Directions:
Copy everything from the start of the material down to the line containing "point(701, 1159)", with that line included.

·····

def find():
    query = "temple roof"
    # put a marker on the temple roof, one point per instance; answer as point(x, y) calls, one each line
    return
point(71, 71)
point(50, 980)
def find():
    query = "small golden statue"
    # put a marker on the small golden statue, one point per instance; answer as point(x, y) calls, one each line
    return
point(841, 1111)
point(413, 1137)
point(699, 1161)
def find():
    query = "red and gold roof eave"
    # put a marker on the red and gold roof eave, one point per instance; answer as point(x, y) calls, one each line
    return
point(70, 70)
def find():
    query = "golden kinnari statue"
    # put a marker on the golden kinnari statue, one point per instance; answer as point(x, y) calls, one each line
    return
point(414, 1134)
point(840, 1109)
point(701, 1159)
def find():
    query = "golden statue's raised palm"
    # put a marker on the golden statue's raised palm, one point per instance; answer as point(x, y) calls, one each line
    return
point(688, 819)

·····

Response to the task:
def find():
    query = "temple roof"
    # put a marker on the temple roof, one point per instance; answer as point(x, y) calls, one each line
    return
point(71, 71)
point(50, 980)
def find():
    query = "small golden statue"
    # put a marker on the small golden statue, one point per instance; answer as point(x, y) calls, one each line
    return
point(841, 1111)
point(413, 1137)
point(699, 1161)
def find():
    query = "red and gold roof eave"
    # put a marker on the red and gold roof eave, one point per instance; answer as point(x, y) calls, one each line
    return
point(70, 70)
def find():
    query = "golden kinnari statue"
    # put a marker on the golden kinnari statue, one point per instance; answer as point(x, y) calls, one each line
    return
point(414, 1134)
point(840, 1109)
point(701, 1159)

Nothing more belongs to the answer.